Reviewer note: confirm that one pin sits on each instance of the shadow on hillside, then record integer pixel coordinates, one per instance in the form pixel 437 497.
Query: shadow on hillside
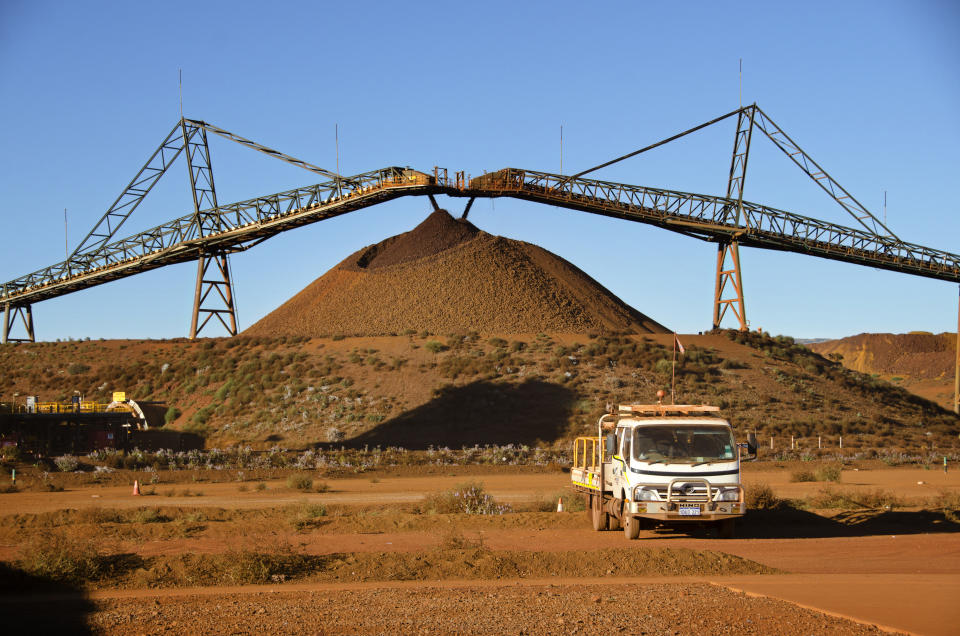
pixel 479 413
pixel 790 523
pixel 35 605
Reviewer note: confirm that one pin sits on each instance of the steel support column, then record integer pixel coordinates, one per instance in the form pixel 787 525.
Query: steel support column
pixel 728 280
pixel 217 279
pixel 956 370
pixel 728 292
pixel 10 315
pixel 208 221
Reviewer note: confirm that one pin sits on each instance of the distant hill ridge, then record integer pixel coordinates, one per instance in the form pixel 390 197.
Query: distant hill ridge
pixel 918 355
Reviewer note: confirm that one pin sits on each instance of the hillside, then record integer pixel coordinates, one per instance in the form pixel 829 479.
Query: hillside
pixel 447 276
pixel 920 362
pixel 463 389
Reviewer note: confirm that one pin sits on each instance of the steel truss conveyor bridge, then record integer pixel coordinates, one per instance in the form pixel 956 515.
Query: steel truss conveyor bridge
pixel 213 231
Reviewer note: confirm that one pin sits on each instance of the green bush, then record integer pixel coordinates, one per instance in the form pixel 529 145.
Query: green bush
pixel 171 415
pixel 467 498
pixel 59 557
pixel 761 497
pixel 300 482
pixel 434 347
pixel 831 472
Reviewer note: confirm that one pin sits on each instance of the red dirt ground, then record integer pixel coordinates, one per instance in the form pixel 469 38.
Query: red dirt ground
pixel 903 582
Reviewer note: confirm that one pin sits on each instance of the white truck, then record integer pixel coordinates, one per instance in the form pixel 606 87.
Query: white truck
pixel 656 464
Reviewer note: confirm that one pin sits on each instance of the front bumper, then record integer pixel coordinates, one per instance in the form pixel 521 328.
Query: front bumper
pixel 679 503
pixel 686 512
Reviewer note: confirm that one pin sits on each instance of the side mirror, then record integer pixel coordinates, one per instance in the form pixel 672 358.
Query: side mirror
pixel 750 447
pixel 611 445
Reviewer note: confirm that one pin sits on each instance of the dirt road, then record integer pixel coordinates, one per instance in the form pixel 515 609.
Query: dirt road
pixel 907 580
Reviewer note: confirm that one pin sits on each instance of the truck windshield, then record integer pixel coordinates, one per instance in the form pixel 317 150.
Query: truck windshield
pixel 690 444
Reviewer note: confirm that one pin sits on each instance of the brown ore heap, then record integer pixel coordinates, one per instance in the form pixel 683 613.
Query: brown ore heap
pixel 446 276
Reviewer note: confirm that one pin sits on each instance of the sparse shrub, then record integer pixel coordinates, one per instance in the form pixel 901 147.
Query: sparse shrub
pixel 10 453
pixel 454 539
pixel 663 366
pixel 830 472
pixel 829 498
pixel 171 415
pixel 300 482
pixel 56 556
pixel 761 497
pixel 306 515
pixel 732 364
pixel 467 498
pixel 149 515
pixel 434 347
pixel 77 368
pixel 66 463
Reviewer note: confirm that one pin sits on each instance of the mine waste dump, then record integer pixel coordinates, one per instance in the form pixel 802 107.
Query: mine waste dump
pixel 448 276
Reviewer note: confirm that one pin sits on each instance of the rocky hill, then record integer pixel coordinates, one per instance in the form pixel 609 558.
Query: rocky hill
pixel 446 276
pixel 920 362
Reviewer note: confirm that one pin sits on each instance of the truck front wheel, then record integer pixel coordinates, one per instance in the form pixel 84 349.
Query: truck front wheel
pixel 597 514
pixel 631 527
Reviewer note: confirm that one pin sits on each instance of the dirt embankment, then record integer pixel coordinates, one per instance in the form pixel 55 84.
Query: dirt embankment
pixel 447 276
pixel 923 363
pixel 920 356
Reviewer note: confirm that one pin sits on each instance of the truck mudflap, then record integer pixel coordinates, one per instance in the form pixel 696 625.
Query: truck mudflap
pixel 678 504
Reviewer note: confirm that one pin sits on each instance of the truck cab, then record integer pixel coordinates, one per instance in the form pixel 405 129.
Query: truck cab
pixel 660 464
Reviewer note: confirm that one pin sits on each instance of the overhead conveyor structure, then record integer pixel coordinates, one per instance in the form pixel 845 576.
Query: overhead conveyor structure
pixel 213 231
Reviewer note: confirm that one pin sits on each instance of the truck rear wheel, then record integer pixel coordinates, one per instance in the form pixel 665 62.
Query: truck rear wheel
pixel 597 515
pixel 613 522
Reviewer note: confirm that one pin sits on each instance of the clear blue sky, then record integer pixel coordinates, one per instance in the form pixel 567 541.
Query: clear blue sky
pixel 870 89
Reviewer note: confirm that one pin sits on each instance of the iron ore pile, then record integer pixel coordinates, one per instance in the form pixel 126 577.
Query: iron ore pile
pixel 447 276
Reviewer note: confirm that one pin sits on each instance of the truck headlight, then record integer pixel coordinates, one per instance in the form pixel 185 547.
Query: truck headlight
pixel 646 494
pixel 731 494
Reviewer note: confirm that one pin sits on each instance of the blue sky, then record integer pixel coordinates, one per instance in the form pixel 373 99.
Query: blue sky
pixel 870 89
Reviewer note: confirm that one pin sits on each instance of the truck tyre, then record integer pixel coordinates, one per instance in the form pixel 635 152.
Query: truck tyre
pixel 614 522
pixel 631 527
pixel 597 515
pixel 727 528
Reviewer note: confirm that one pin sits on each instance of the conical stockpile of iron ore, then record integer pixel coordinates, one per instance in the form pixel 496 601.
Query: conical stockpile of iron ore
pixel 446 276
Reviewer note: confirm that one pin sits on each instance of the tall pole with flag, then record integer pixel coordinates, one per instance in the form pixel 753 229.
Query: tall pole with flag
pixel 673 371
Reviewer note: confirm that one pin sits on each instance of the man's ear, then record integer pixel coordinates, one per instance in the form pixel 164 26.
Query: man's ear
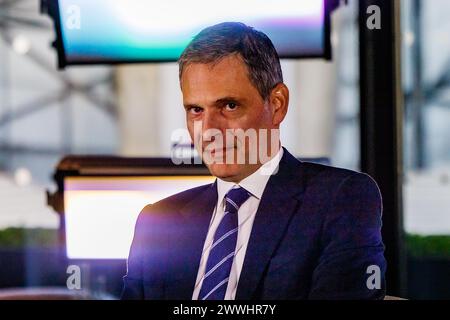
pixel 279 100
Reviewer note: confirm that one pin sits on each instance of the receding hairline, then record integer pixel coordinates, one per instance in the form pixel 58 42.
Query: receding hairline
pixel 214 62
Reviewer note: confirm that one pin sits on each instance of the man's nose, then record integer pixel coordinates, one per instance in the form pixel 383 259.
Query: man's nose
pixel 211 121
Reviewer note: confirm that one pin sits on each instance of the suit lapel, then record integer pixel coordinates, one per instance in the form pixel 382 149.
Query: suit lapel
pixel 194 224
pixel 277 206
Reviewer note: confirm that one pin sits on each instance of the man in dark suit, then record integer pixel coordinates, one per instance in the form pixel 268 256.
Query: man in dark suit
pixel 274 228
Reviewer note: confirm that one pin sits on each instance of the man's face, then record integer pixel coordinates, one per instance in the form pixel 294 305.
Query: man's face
pixel 221 96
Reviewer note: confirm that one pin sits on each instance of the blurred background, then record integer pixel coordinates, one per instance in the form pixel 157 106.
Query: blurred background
pixel 133 110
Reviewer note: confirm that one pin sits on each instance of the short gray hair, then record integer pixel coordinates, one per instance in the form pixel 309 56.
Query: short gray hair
pixel 255 48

→ What needs to be done
The data shown above must be printed again exactly, with no images included.

→ Result
Reviewer note: confirm that one pin sits on each instance of the shadow on hillside, then record integer pixel coordinates, one per instance in the form pixel 437 497.
Query: shadow on hillside
pixel 479 413
pixel 790 523
pixel 35 605
Reviewer note: confirm that one pin sits on each instance of the steel support column, then record integer pixel coordinates, one per instance in the form pixel 787 525.
Query: steel support column
pixel 728 280
pixel 217 279
pixel 956 370
pixel 728 292
pixel 10 315
pixel 208 221
Reviewer note: confirm that one pin sits on each instance of the distant hill ridge, then record integer pixel coordinates, one per instance in the form pixel 390 197.
Query: distant hill ridge
pixel 918 355
Reviewer note: confirm that one pin sits on each instance of the hillside, then record integer pixel coordinates, one per instance in the form pixel 829 479.
Query: hillside
pixel 447 276
pixel 920 362
pixel 463 389
Reviewer note: confirm that one pin sits on each instance of the steel truss conveyor bridge, then record integer pixel coordinates, one per instance in the form pixel 956 515.
Query: steel truss conveyor bridge
pixel 213 231
Reviewer note: confirm that one pin sits on each instance of the green bush, then record integer pixel coordinates, one per instance in the form pixel 529 145.
Query: green bush
pixel 171 415
pixel 467 498
pixel 59 557
pixel 761 497
pixel 300 482
pixel 434 347
pixel 831 472
Reviewer note: confirm that one pin sits on each instance of the red dirt ground, then record integer pixel coordinates, one per instance in the form pixel 469 38.
Query: red dirt ground
pixel 903 582
Reviewer note: confirm that one pin sits on each instance of the white truck, then record integer pixel coordinates, one per instance in the form pixel 606 87.
Query: white truck
pixel 656 464
Reviewer note: confirm that one pin sits on each instance of the front bumper, then record integer pixel coordinates, one per instance in the form pixel 521 328.
Query: front bumper
pixel 679 503
pixel 686 512
Reviewer note: confirm that one pin sits on each instance of the side mirror, then record integer pixel coordinates, one per instance in the form pixel 672 358.
Query: side mirror
pixel 750 447
pixel 611 445
Reviewer note: confirm that one pin sits on each instance of the dirt road, then record integer pixel coordinates, one per instance in the form pixel 515 609.
Query: dirt road
pixel 907 580
Reviewer note: confirm that one pin sits on each instance of the truck windshield, then record integer pixel coordinates, one per instance in the form pixel 317 150.
Query: truck windshield
pixel 690 444
Reviewer note: confirm that one pin sits on each instance of the brown ore heap, then record integer pixel coordinates, one per instance in the form pixel 683 613.
Query: brown ore heap
pixel 446 276
Reviewer note: confirm that one pin sits on each instance of the sparse shrub, then record integer pixel coordinates, one per instance in the form pixel 901 147.
Query: sparse shrub
pixel 10 453
pixel 454 539
pixel 663 366
pixel 830 472
pixel 829 498
pixel 171 415
pixel 300 482
pixel 56 556
pixel 761 497
pixel 306 515
pixel 732 364
pixel 467 498
pixel 149 515
pixel 434 347
pixel 77 368
pixel 66 463
Reviewer note: confirm that one pin sits on each instance of the mine waste dump, then record integer pixel coordinates, one per instance in the form pixel 802 107.
Query: mine waste dump
pixel 448 276
Reviewer note: confirm that one pin sits on each instance of the rocky hill, then record integer pixel coordinates, one per instance in the form pixel 609 558.
Query: rocky hill
pixel 446 276
pixel 920 362
Reviewer note: confirm that one pin sits on each instance of the truck front wheel, then record integer pixel coordinates, one per instance in the form pixel 84 349.
Query: truck front wheel
pixel 597 514
pixel 631 527
Reviewer note: confirm that one pin sits on each instance of the dirt embankment, then record integer pixel coordinates, one per instance in the form pixel 55 84.
Query: dirt embankment
pixel 447 276
pixel 923 363
pixel 920 356
Reviewer note: confirm that one pin sits on each instance of the truck mudflap, then record integer pixel coordinates, one per instance in the form pixel 696 625.
Query: truck mudflap
pixel 678 504
Reviewer note: confirm that one pin sits on each instance of the truck cab, then record integer pixel coordinates, one per instance in the form pixel 405 129.
Query: truck cab
pixel 660 464
Reviewer note: confirm that one pin sits on each instance of the overhead conveyor structure, then record integer pixel coordinates, one per instance in the form pixel 845 576.
Query: overhead conveyor structure
pixel 213 231
Reviewer note: confirm that one pin sits on each instance of the truck rear wheel, then record integer pixel coordinates, one per instance in the form pixel 665 62.
Query: truck rear wheel
pixel 597 515
pixel 613 522
Reviewer note: confirm that one pin sits on each instance of the clear blue sky, then record integer pixel coordinates, one per instance in the form pixel 567 541.
Query: clear blue sky
pixel 870 89
Reviewer note: confirm that one pin sits on each instance of the iron ore pile, then record integer pixel coordinates, one per instance in the form pixel 126 577.
Query: iron ore pile
pixel 447 276
Reviewer note: confirm that one pin sits on each instance of the truck headlight, then record integer pixel coordinates, one per instance in the form pixel 185 547.
Query: truck headlight
pixel 646 494
pixel 731 494
Reviewer note: confirm that one pin sits on each instance of the blue sky, then record integer pixel coordinates, one per instance in the form pixel 373 99.
Query: blue sky
pixel 870 89
Reviewer note: confirm that one pin sits on each instance of the truck tyre, then record integer pixel coordinates, one per instance in the form pixel 635 152.
Query: truck tyre
pixel 614 522
pixel 631 527
pixel 597 515
pixel 727 528
Reviewer note: confirm that one pin sits on each instance of the conical stockpile of iron ore, then record integer pixel coordinates, one per instance in the form pixel 496 601.
Query: conical stockpile of iron ore
pixel 446 276
Reviewer note: confirm that one pin sits on each instance of the tall pole with flag, then record integer pixel coordinates, one per instance in the form pixel 753 229.
Query: tall pole with flag
pixel 673 371
Reviewer note: confirm that one pin sits on each instance of the man's ear, then record integer pixel coordinates, one per instance in the form pixel 164 26.
Query: man's ear
pixel 279 100
Reviewer note: confirm that one pin sits on each instance of the receding hairline, then record integer pixel coordinates, one per instance in the form pixel 58 42.
Query: receding hairline
pixel 214 62
Reviewer note: confirm that one pin sits on each instance of the man's nose, then record integer pixel coordinates, one per instance in the form pixel 383 259.
Query: man's nose
pixel 211 121
Reviewer note: confirm that one pin sits on each instance of the suit lapel, then record integer pixel coordinates, one per instance in the form pixel 382 149.
Query: suit lapel
pixel 194 224
pixel 277 206
Reviewer note: confirm that one pin sits on each instance of the man in dark suit, then record integer pixel coordinates, one per instance in the form pixel 268 256.
Query: man in dark suit
pixel 274 228
Reviewer note: confirm that one pin sits on each instance of the man's face, then record integer pixel coordinates, one per instance in the form pixel 294 305.
Query: man's face
pixel 221 96
Reviewer note: confirm that one pin sits on each instance of the blurred background, then record integer pixel coordinates, one per instance in the form pixel 157 106.
Query: blurred background
pixel 133 110
Reviewer note: confirm that one pin sits on each instance of the short gray hair, then record integer pixel coordinates, one per instance in the form pixel 309 56.
Query: short gray hair
pixel 255 48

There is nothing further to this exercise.